§ **WHAT YOU SHOULD DO**
Could you output exactly the lines from the one containing "Where can the loose" through the end of the records below, and nothing more?

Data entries
┄┄┄┄┄┄
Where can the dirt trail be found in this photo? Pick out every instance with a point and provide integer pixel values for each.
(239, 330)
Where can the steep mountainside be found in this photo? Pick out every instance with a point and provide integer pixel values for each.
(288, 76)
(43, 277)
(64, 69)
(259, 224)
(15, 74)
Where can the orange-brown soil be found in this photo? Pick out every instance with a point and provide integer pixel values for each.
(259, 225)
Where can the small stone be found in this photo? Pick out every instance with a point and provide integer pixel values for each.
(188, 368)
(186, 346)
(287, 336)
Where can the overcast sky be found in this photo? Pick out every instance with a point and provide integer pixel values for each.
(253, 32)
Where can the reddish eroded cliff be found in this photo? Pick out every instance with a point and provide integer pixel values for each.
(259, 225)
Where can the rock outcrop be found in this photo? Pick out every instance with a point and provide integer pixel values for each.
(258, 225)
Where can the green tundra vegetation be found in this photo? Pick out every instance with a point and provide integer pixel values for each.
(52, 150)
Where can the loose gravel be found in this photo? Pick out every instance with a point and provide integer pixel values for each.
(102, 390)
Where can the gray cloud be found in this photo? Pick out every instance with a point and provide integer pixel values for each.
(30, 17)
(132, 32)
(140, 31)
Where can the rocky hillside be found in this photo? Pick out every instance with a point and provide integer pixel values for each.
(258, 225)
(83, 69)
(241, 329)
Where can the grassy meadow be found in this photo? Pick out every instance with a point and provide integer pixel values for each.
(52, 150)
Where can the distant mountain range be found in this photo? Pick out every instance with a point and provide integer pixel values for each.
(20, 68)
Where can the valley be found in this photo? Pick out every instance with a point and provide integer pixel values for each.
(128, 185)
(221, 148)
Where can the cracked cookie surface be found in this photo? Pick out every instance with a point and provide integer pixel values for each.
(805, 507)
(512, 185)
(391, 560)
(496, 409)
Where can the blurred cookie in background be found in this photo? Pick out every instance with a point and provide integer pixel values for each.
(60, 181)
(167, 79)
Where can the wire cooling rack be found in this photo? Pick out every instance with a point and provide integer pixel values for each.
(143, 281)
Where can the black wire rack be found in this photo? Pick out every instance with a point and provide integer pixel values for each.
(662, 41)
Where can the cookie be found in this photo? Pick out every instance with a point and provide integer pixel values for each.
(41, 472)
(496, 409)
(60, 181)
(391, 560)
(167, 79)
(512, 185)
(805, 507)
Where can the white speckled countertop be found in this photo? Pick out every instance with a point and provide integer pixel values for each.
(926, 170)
┄┄┄┄┄┄
§ **YOUR SOLUTION**
Where can the loose gravel be found in this photo? Pick out every instance with a point and provide integer pixel values for each.
(102, 390)
Where can the gray cloud be found in this photo? Pick out every instance with a point and provide integer pixel values for each.
(30, 17)
(132, 32)
(140, 31)
Where can the rocky hillside be found in this photo? Pick out every instance with a point and provide integer pixel values for each.
(258, 225)
(83, 69)
(241, 329)
Where can the grassy meadow be found in this photo? Pick out every instance with a point and provide integer pixel values for each.
(52, 150)
Where can the distant mountain range be found in this photo? Pick out every instance with a point and provide integer pixel values for each.
(20, 68)
Where can the valley be found in this photo? Pick out every instance with a point and provide integer pixel values for each.
(128, 185)
(221, 148)
Where can the cracked cookie surface be found in this photo? Pick out every instance with a point and provide integer pixel values for each.
(805, 507)
(512, 185)
(391, 560)
(496, 409)
Where can the blurred cookie in background be found in this photo? Pick out every instance with a point and provide integer pixel values for each.
(60, 181)
(167, 79)
Where can the wire cooling rack be found in this photo? Pick out every instance with a point and provide integer pixel values for each.
(143, 281)
Where can the black wire rack be found in this photo? Pick out every instance with a point and provide integer pixel values for each.
(662, 41)
Where can the cookie be found in this photo? Pick out every instance with a point and provide integer pixel values for each.
(41, 472)
(496, 409)
(60, 181)
(391, 560)
(167, 79)
(512, 185)
(805, 507)
Where can the white speckled countertop be found in this photo? Pick out every instance with a point and provide integer pixel values for each.
(926, 170)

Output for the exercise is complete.